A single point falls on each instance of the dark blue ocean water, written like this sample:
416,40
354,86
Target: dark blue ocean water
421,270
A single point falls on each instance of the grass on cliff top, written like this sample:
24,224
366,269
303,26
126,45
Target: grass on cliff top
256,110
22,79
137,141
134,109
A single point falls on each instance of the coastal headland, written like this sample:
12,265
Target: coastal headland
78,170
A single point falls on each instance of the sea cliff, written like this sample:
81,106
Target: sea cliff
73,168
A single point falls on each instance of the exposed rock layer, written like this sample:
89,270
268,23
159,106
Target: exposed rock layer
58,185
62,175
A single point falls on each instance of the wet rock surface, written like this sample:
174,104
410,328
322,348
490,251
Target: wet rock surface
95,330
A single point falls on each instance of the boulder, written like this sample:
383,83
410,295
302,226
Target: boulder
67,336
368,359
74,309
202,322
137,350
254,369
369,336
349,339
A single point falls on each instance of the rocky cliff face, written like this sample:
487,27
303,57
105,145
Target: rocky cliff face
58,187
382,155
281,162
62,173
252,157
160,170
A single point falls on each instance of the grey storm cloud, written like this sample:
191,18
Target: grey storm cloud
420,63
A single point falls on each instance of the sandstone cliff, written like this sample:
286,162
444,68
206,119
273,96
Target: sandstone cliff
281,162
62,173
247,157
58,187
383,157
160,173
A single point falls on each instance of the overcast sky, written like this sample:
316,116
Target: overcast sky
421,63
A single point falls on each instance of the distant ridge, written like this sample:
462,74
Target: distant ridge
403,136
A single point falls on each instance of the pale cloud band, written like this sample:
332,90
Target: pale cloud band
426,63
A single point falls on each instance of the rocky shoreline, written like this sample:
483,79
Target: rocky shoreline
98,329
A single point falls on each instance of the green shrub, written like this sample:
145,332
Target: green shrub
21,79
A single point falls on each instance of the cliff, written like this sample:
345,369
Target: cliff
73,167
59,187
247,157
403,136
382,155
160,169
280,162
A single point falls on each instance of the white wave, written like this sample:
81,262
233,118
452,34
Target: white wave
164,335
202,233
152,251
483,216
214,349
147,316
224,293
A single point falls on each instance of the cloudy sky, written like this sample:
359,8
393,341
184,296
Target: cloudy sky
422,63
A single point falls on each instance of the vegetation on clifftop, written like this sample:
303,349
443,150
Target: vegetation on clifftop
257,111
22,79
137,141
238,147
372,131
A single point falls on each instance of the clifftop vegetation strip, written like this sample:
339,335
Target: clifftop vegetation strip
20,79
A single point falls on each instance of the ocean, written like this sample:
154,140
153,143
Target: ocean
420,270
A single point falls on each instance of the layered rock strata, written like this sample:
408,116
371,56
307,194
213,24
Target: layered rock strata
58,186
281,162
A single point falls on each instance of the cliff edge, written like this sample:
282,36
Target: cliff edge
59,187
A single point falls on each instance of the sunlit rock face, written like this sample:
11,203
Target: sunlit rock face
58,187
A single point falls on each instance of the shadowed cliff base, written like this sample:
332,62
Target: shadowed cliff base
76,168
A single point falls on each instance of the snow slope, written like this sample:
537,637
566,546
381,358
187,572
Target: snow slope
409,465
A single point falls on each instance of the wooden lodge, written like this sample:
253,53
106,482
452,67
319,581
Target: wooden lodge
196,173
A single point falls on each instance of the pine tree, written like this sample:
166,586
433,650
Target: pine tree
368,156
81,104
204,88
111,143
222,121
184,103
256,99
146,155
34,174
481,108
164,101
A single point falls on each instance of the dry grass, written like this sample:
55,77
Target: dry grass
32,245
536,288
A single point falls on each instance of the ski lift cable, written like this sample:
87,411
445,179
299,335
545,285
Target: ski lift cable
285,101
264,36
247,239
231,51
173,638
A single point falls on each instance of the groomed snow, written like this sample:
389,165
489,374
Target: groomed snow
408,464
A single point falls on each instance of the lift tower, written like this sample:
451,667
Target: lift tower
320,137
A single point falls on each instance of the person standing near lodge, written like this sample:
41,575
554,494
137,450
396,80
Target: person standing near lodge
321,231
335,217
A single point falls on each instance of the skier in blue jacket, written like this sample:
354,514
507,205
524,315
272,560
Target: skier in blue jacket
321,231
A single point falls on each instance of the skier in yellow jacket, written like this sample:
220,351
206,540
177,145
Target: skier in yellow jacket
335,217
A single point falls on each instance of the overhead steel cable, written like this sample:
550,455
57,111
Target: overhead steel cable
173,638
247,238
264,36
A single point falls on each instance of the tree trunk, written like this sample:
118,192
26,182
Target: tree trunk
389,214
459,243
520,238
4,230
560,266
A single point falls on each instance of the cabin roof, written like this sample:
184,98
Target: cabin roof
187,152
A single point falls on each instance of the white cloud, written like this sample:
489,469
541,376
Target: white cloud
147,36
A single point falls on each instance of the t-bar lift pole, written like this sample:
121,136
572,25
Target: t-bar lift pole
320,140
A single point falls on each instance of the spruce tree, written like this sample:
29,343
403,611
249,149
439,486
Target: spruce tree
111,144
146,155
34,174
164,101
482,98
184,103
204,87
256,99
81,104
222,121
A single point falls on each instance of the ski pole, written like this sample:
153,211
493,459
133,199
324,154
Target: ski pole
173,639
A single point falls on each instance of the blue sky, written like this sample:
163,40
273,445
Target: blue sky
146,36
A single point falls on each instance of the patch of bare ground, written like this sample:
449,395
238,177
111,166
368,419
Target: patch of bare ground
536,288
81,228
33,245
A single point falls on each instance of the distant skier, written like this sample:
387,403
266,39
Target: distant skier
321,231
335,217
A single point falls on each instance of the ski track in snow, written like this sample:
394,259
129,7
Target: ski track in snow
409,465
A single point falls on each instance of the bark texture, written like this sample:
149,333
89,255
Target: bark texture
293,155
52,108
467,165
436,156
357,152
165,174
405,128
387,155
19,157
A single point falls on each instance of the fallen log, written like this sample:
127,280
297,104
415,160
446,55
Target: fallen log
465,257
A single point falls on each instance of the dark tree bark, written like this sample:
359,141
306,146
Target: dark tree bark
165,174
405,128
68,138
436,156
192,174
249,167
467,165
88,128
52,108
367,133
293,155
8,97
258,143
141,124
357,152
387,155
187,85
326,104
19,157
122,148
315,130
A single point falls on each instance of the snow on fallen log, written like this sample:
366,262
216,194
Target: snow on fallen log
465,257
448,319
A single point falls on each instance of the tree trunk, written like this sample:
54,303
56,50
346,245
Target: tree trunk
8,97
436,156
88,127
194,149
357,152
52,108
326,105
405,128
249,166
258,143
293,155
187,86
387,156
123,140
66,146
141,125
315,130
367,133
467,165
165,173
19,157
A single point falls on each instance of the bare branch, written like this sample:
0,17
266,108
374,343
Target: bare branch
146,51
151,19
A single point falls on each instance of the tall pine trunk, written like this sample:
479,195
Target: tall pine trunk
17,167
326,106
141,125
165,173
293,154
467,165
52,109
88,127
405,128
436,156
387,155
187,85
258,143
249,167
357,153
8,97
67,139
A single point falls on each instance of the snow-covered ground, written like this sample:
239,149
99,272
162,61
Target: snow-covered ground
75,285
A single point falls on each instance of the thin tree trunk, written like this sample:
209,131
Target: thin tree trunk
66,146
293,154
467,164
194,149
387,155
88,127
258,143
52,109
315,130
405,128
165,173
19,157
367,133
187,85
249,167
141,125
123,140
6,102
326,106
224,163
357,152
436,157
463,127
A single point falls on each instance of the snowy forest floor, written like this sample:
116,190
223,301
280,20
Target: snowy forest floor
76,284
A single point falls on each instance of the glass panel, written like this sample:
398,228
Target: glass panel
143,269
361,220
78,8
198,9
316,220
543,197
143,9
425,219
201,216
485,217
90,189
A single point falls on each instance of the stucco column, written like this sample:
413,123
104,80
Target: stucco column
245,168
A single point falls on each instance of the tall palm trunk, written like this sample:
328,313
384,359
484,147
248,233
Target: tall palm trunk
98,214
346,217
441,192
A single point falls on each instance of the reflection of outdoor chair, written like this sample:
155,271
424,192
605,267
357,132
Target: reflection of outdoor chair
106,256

▶ **Problem to solve**: Only the lines from the one that contains "A single point falls on each instance of the snow on" through the last line should be repeated, each exactly as it stands, with both ends included.

▶ **Full answer**:
A single point falls on each instance of the snow on fallen log, written like this sample:
366,262
216,194
Target: snow on fallen log
465,257
448,319
A single point falls on each instance of the tree trunk, written like this sample:
54,303
56,50
346,245
Target: tree trunk
8,97
436,156
88,127
194,149
357,152
52,108
326,105
405,128
249,166
258,143
293,155
187,86
387,156
123,140
66,146
141,125
315,130
367,133
467,165
165,173
19,157
A single point falls on each instance of the bare branch, written like this sample:
0,17
266,108
374,343
Target: bare branch
146,51
151,19
A single point falls on each instance of the tall pine trunk, written like this sample:
479,195
Target: tall pine trunk
17,167
326,106
141,125
165,173
293,154
467,165
52,109
88,127
405,128
436,156
387,155
187,85
258,143
249,167
357,153
8,97
67,139
A single point falls on each instance of the snow-covered ground, written like this sample:
239,149
99,272
162,61
Target: snow-covered ground
75,285
A single point falls on each instance of the thin tree trunk, written like this sample:
209,131
Target: thin tree trunk
66,146
293,154
467,164
194,149
387,155
88,127
258,143
52,109
315,130
405,128
165,173
19,157
367,133
187,85
249,167
141,125
123,140
6,102
326,106
224,163
357,152
436,157
463,127
A single point falls on each instance of the snowy forest floor, written like this sample:
116,190
223,301
280,20
Target: snowy forest floor
76,284
A single point falls on each instance of the glass panel, written like this sample:
398,228
Target: glass panel
143,269
361,220
78,8
198,9
316,220
543,197
143,9
425,219
201,216
485,217
90,189
A single point falls on each instance of the stucco column, written like this sample:
413,123
104,80
Target: stucco column
245,168
A single point falls on each instance of the tall palm trunk, written like this sample:
328,313
384,359
484,147
248,233
Target: tall palm trunk
98,214
346,217
441,192
A single point falls on each instance of the reflection of outdoor chair, written like this sample:
155,271
424,192
605,267
357,132
Target: reflection of outdoor chair
106,256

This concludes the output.